▶ _Data supplied_:
· · · · · · ·

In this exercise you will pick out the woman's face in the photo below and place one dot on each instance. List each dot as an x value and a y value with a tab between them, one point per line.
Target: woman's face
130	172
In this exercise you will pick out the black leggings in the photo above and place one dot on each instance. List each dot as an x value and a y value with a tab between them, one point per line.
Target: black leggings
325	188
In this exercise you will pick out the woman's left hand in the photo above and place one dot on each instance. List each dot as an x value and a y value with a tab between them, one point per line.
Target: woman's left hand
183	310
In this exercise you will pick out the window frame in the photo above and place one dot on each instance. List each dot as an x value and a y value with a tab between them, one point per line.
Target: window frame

· · · · · · ·

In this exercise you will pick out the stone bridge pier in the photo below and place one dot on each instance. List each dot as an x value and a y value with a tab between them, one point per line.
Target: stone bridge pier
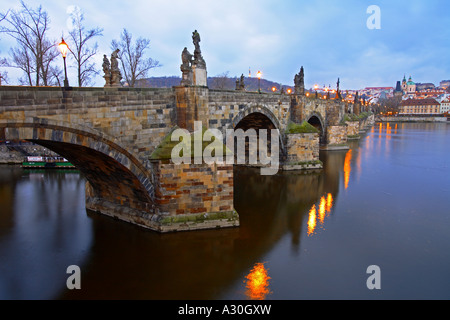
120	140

· · · · · · ·

▶ _What to work on_: Begin at the line that has "Target: woman's left hand" in the entries above; stop after the line that has "Target: window frame". Transcribe exactly those lines and no others.

▶ _Your response_:
Target: woman's left hand
183	310
In this exercise you will pick out the window frame in the photo above and place one dot on each instance. List each dot as an x value and a y value with a tab between them, one point per line.
Target: window frame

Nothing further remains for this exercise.